◆ **Passage**
======
Prime minister Luís Montenegro has announced today that the government will be reinforcing PSP metropolitan commands in Porto and Lisbon with 400 new police agents (200 for each).
After an “extremely productive meeting” with the mayors of both cities – Pedro Duarte (Porto) and Carlos Moedas (Lisbon), Mr Montenegro conceded that security “was a dominant topic” in the conversation.
The whole subject of security, however, is ‘complicated’, in that authorities have been at pains to stress that crime generally in Portugal is ‘low’, and that this is a traditionally safe destination. Therefore, to address the need for so many new police agents, requires careful presentation.
There will be “a reinforcement of patrol action by the PSP’s intervention corps in these two cities”, says Lusa today, in areas “of greater involvement from a criminal standpoint”.
The PM also announced that there is to be a “reorganisation of services performed” at police stations in Porto, Lisbon and Setúbal, in order to free around 500 current agents for “patrol functions”.
Lusa says no more, but this decision comes on the back of a horrific daylight rain on a jewellers’ story in Almada (Lisbon district), beamed over last night’s television news. The victim of this ‘smash and grab’ that netted over €50,000-worth of goods in the space of just seconds is still being treated in Garcia da Orta Hospital for injuries she received by flying glass. But the violence of the images as two masked men burst into the shop from the street, brandishing a sawn-off shotgun show how terrifying certain areas of metropolitan centres appear to have become. The men left the shop, with their loot, still holding the shotgun. PJ police are now trawling street-sited CCTV cameras, to see if they can get a lead on which direction these men took, and how they made their getaway. For now, there appear to be no clues as to the men’s identities.
======
◆ **What you will do**
Reproduce the passage from the article on police reinforcements for Porto and Lisbon that begins at the words "Lusa says no" and stops after "the men’s identities.".

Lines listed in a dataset
======
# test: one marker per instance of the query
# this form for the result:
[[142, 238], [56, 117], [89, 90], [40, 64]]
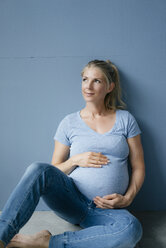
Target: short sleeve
[[61, 134], [132, 126]]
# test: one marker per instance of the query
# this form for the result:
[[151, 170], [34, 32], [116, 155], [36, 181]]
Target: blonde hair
[[112, 99]]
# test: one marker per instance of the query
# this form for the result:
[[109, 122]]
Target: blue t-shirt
[[113, 177]]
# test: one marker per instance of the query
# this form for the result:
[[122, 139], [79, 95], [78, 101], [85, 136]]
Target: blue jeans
[[102, 228]]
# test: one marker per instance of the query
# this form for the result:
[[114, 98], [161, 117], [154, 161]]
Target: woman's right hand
[[90, 159]]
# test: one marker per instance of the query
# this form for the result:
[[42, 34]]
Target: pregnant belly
[[102, 181]]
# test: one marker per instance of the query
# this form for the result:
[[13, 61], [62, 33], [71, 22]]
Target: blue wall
[[43, 47]]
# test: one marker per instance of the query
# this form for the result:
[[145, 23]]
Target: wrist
[[129, 198]]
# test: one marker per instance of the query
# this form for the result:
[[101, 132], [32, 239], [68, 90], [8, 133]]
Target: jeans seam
[[43, 171], [111, 234]]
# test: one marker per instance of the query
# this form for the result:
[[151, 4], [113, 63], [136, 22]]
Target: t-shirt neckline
[[89, 128]]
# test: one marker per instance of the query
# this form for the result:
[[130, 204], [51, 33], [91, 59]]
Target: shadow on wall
[[151, 194]]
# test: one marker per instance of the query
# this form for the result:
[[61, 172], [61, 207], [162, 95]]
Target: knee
[[37, 167]]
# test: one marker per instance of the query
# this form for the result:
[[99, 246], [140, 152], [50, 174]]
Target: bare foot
[[38, 240]]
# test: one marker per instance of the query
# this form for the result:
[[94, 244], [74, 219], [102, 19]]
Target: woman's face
[[94, 85]]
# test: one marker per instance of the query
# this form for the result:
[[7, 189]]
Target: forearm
[[137, 179], [67, 166]]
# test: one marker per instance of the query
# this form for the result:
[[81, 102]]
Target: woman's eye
[[96, 80], [84, 79]]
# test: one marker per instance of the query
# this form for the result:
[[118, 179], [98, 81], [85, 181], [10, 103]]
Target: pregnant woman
[[87, 182]]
======
◆ **Answer box**
Lusa says no more, but this decision comes on the back of a horrific daylight rain on a jewellers’ story in Almada (Lisbon district), beamed over last night’s television news. The victim of this ‘smash and grab’ that netted over €50,000-worth of goods in the space of just seconds is still being treated in Garcia da Orta Hospital for injuries she received by flying glass. But the violence of the images as two masked men burst into the shop from the street, brandishing a sawn-off shotgun show how terrifying certain areas of metropolitan centres appear to have become. The men left the shop, with their loot, still holding the shotgun. PJ police are now trawling street-sited CCTV cameras, to see if they can get a lead on which direction these men took, and how they made their getaway. For now, there appear to be no clues as to the men’s identities.